YOUR ASSIGNMENT> Print the line that contains "Annotation task — identify one point per instance of the dining" and every line after it through the last line of the records below, exactly as written and nothing else.

ENTRIES SUPPLIED>
========================================================================

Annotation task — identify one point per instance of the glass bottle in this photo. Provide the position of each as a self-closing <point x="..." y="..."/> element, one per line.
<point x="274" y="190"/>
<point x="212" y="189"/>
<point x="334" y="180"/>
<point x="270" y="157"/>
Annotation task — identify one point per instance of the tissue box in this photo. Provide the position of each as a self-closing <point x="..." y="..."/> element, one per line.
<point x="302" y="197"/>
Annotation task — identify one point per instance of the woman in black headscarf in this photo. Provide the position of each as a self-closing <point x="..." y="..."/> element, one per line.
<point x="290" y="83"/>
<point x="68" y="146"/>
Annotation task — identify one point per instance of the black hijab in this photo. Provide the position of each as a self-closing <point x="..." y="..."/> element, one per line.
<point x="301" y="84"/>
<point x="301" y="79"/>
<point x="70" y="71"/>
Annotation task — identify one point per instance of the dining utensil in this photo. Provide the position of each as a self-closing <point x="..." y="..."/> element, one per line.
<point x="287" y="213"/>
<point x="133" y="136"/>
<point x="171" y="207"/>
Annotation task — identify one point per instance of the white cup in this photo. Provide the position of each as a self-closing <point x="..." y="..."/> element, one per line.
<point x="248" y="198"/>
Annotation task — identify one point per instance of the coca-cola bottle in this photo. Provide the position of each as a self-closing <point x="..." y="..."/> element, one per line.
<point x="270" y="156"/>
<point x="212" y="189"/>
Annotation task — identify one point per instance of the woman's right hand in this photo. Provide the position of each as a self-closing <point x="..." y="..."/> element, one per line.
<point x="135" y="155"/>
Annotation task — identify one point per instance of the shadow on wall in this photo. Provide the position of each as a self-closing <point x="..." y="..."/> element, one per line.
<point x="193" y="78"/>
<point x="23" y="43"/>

========================================================================

RESULT OF THE TASK>
Annotation task — identify one point per instance of the dining utensil in this photo. Provide the position of each as a self-closing <point x="..." y="..."/> element, one per line.
<point x="287" y="213"/>
<point x="133" y="136"/>
<point x="171" y="207"/>
Annotation task — identify one point per instance of the white cup in this photo. Provide the position of each as a self-closing <point x="..." y="..."/> element, one per line.
<point x="248" y="198"/>
Annotation task — identify one point per instance of the coca-cola bottle in this photo. Provide the position of each as a self-closing <point x="..." y="..."/> element, one per line.
<point x="270" y="156"/>
<point x="212" y="189"/>
Annotation task — identify one point per instance of the woman's right hand in this photo. Provide the position of each as a self-closing <point x="..." y="..."/> element, one per line.
<point x="135" y="155"/>
Annotation task — identify one point per instance of the shadow on wall in this photo. Provide the position of each as a self-closing <point x="..." y="..."/> element, one per line.
<point x="193" y="78"/>
<point x="23" y="43"/>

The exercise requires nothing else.